Please output the data exactly, without omitting anything.

Provided data:
Content starts

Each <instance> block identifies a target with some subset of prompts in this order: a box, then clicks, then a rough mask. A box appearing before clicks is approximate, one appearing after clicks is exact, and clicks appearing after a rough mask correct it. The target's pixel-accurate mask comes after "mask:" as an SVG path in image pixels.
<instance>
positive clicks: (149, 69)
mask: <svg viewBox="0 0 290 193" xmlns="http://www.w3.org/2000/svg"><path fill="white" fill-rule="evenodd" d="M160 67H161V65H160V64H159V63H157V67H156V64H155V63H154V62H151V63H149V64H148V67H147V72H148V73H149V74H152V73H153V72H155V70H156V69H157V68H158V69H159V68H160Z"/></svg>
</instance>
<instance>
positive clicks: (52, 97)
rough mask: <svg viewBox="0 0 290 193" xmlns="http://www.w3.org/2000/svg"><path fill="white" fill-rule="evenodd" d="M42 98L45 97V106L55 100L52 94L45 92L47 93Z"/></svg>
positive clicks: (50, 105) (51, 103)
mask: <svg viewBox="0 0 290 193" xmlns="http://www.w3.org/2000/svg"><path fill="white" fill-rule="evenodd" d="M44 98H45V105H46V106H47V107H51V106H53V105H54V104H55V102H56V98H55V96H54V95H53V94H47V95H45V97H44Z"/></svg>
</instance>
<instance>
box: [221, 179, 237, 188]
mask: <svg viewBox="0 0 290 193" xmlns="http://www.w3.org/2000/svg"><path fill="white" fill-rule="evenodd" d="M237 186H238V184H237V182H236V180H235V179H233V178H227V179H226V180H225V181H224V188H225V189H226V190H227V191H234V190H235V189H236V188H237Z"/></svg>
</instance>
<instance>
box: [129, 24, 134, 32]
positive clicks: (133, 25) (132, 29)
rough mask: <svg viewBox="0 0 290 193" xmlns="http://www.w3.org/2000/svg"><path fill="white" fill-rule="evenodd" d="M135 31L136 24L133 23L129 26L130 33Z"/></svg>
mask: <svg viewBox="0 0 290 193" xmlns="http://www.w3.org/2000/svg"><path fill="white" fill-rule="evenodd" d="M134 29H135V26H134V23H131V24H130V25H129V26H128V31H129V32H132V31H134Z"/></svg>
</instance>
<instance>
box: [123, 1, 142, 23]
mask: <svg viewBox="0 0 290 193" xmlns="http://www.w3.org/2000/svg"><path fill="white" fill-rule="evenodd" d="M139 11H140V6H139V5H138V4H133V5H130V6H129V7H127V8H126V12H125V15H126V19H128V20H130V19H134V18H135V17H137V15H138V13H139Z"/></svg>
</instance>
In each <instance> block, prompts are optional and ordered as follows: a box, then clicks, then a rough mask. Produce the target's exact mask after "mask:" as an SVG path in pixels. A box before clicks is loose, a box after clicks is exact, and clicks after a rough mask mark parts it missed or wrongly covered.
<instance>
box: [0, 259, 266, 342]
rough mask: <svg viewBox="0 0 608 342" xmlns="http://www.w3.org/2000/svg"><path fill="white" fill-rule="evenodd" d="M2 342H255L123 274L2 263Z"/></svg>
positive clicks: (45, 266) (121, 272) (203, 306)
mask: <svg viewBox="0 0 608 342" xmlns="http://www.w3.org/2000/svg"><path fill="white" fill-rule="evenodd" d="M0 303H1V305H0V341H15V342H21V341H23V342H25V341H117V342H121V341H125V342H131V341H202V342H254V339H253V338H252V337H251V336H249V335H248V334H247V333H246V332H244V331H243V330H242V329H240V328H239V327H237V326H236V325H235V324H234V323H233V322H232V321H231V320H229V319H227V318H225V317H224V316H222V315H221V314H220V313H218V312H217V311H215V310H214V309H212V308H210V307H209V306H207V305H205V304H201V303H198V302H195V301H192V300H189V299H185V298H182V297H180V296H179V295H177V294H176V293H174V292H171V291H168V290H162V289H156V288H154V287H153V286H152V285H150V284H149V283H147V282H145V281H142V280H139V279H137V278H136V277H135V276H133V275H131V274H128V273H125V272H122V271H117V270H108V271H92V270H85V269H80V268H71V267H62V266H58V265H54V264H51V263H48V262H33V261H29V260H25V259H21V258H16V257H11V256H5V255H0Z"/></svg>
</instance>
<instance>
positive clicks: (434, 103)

Content ends

Finished exercise:
Each <instance> block identifies a target with some subset of prompts in this order: a box, then clicks, then a rough mask. A box appearing before clicks is approximate, one appearing after clicks is exact, and clicks appearing after a rough mask correct it. The target's pixel-accurate mask comes after "mask:" as an SVG path in image pixels.
<instance>
positive clicks: (149, 69)
mask: <svg viewBox="0 0 290 193" xmlns="http://www.w3.org/2000/svg"><path fill="white" fill-rule="evenodd" d="M160 67H161V65H160V64H159V63H157V67H156V64H155V63H154V62H151V63H149V64H148V67H147V72H148V73H149V74H152V73H153V72H155V70H156V69H157V68H158V69H159V68H160Z"/></svg>
</instance>
<instance>
positive clicks: (52, 97)
rough mask: <svg viewBox="0 0 290 193" xmlns="http://www.w3.org/2000/svg"><path fill="white" fill-rule="evenodd" d="M42 98L45 97V106L55 100L52 94L45 92L47 93Z"/></svg>
positive clicks: (50, 105) (51, 103)
mask: <svg viewBox="0 0 290 193" xmlns="http://www.w3.org/2000/svg"><path fill="white" fill-rule="evenodd" d="M44 98H45V105H46V106H47V107H51V106H53V105H54V104H55V102H56V98H55V96H54V95H53V94H47V95H45V97H44Z"/></svg>
</instance>
<instance>
box: [221, 179, 237, 188]
mask: <svg viewBox="0 0 290 193" xmlns="http://www.w3.org/2000/svg"><path fill="white" fill-rule="evenodd" d="M237 186H238V184H237V182H236V180H235V179H233V178H227V179H226V180H225V181H224V188H225V189H226V190H227V191H234V190H235V189H236V188H237Z"/></svg>
</instance>
<instance>
box: [129, 24, 134, 32]
positive clicks: (133, 25) (132, 29)
rough mask: <svg viewBox="0 0 290 193" xmlns="http://www.w3.org/2000/svg"><path fill="white" fill-rule="evenodd" d="M135 31L136 24L133 23L129 26L130 33Z"/></svg>
mask: <svg viewBox="0 0 290 193" xmlns="http://www.w3.org/2000/svg"><path fill="white" fill-rule="evenodd" d="M134 29H135V26H134V23H131V24H130V25H129V26H128V31H129V32H132V31H134Z"/></svg>
</instance>
<instance>
box: [123, 1, 142, 23]
mask: <svg viewBox="0 0 290 193" xmlns="http://www.w3.org/2000/svg"><path fill="white" fill-rule="evenodd" d="M139 11H140V6H139V5H138V4H133V5H130V6H129V7H127V8H126V12H125V15H126V19H128V20H130V19H134V18H135V17H137V15H138V13H139Z"/></svg>
</instance>
In each <instance> block, prompts are optional and ordered as follows: a box, then clicks, then a rough mask. Produce the target's exact mask after "mask:" as an SVG path in pixels. A box before clicks is loose, a box after clicks is exact, and clicks after a rough mask mark parts it missed or wrongly covered.
<instance>
box: [0, 259, 266, 342]
rough mask: <svg viewBox="0 0 608 342" xmlns="http://www.w3.org/2000/svg"><path fill="white" fill-rule="evenodd" d="M2 342H255L123 274L2 263Z"/></svg>
positive clicks: (45, 266) (121, 272) (203, 306)
mask: <svg viewBox="0 0 608 342" xmlns="http://www.w3.org/2000/svg"><path fill="white" fill-rule="evenodd" d="M0 303H1V305H0V341H15V342H21V341H23V342H25V341H117V342H121V341H125V342H131V341H202V342H254V339H253V338H252V337H251V336H249V335H248V334H247V333H246V332H244V331H243V330H242V329H240V328H239V327H237V326H236V325H235V324H234V323H233V322H232V321H231V320H229V319H227V318H225V317H224V316H222V315H221V314H220V313H218V312H217V311H215V310H214V309H212V308H210V307H209V306H207V305H205V304H201V303H198V302H195V301H192V300H189V299H185V298H182V297H180V296H179V295H177V294H176V293H174V292H171V291H168V290H162V289H156V288H154V287H153V286H152V285H150V284H149V283H147V282H145V281H142V280H139V279H137V278H136V277H135V276H133V275H131V274H128V273H125V272H122V271H117V270H108V271H92V270H85V269H80V268H71V267H62V266H58V265H54V264H51V263H48V262H33V261H29V260H25V259H21V258H16V257H11V256H5V255H0Z"/></svg>
</instance>
<instance>
positive clicks: (434, 103)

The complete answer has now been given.